:: GIVEN TEXT ::
◇ ◇ ◇ ◇

“With silver bells and cockle shells, and pretty maids all in a row.” - Mother Goose
The classic Cottage Garden - Jam packed full of textures, colors, and flowers that bloom in succession. There may not seem to be rhyme or reason, but there is a common theme - to pack as many shrubs, bulbs, herbs, vegetables, and perennial flowers into an area (comfortably) as possible!
Whether you have a small urban courtyard, a corner of your backyard, a long skinny sideyard flower border, or are creating a Cottagecore garden to replace your lawn - Cottage gardens have a little (or a lot) for everyone!
Cottage Borders and Cottage Gardens conjure romantic images of nursery rhymes, childhood storybooks and fairytales, breezy summer days, and orderly chaos.
Often with a path winding down the center, an arbor heavily draped in Climbing Roses marking the entrance and flanked by a wide, densely packed mixture of groupings, blocks, and drifts of flowers.

◇ ◇ ◇ ◇

:: DATA LINES ::
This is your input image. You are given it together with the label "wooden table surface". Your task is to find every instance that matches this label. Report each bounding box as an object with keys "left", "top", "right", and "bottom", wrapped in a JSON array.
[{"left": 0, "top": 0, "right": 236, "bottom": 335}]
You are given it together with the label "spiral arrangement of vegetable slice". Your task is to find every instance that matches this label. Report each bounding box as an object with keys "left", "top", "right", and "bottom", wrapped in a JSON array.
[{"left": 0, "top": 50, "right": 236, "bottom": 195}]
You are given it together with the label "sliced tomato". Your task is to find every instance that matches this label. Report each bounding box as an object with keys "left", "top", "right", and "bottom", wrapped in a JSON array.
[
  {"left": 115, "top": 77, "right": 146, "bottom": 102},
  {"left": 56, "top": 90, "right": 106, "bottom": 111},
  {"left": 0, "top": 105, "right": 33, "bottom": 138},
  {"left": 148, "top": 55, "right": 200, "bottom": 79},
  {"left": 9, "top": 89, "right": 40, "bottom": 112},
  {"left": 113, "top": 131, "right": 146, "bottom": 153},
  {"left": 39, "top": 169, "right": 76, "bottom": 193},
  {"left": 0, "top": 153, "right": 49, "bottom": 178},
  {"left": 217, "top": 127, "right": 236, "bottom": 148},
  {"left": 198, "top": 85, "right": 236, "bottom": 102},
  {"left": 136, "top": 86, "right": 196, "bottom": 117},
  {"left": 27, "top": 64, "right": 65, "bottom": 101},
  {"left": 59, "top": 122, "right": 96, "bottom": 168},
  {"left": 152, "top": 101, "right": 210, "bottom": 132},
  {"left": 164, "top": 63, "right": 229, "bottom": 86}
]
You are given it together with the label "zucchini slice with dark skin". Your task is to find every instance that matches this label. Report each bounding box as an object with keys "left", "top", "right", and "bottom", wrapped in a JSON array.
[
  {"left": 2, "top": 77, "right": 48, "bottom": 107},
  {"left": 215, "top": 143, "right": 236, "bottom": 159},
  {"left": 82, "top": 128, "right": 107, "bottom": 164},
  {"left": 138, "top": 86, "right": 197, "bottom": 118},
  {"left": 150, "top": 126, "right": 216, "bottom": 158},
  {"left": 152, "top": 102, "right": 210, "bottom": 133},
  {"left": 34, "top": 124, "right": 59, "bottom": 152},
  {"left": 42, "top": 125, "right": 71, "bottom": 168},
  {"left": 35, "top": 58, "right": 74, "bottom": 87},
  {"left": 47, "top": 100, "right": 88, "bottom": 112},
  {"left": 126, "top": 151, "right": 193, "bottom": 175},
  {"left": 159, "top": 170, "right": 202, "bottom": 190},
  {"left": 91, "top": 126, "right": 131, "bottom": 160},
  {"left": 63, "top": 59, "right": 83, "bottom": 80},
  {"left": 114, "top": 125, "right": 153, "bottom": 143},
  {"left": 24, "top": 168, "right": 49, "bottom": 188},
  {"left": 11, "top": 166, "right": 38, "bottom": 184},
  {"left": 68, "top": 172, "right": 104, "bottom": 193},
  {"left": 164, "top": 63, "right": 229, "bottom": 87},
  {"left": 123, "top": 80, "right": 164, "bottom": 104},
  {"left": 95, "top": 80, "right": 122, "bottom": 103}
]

◇ ◇ ◇ ◇

:: JOBS ::
A. Write out the part of the cottage garden text that begins at the words "Often with a" and stops after the words "drifts of flowers.".
B. Answer these questions about the cottage garden text:
(i) Who is credited with the quotation at the top?
(ii) What often marks the entrance to a cottage garden?
(iii) What is the common theme of the classic cottage garden?
C. Proceed with the cottage garden text, starting after its final sentence.
The lines have nothing to do with the cottage garden text.

:: ANSWERS FOR THIS EXERCISE ::
A.
Often with a path winding down the center, an arbor heavily draped in Climbing Roses marking the entrance and flanked by a wide, densely packed mixture of groupings, blocks, and drifts of flowers.

B.
(i) Mother Goose.
(ii) An arbor heavily draped in Climbing Roses.
(iii) To pack as many shrubs, bulbs, herbs, vegetables, and perennial flowers into an area (comfortably) as possible.

C.
You can almost envision a clothesline of freshly laundered linens billowing in the breeze, an orchard in the background, an old-fashioned apiary or honeybee skep in the corner. Planted in a tidy patch of organized chaos before a thatched roof cottage, with a Wisteria vine climbing up one side, kept in control by fading white picket fences, as chickens and geese roaming among the leaves, and the hum of delighted insects buzzing from bloom to bloom!
The traditional Cottage Garden is small in size but full of incredible variety!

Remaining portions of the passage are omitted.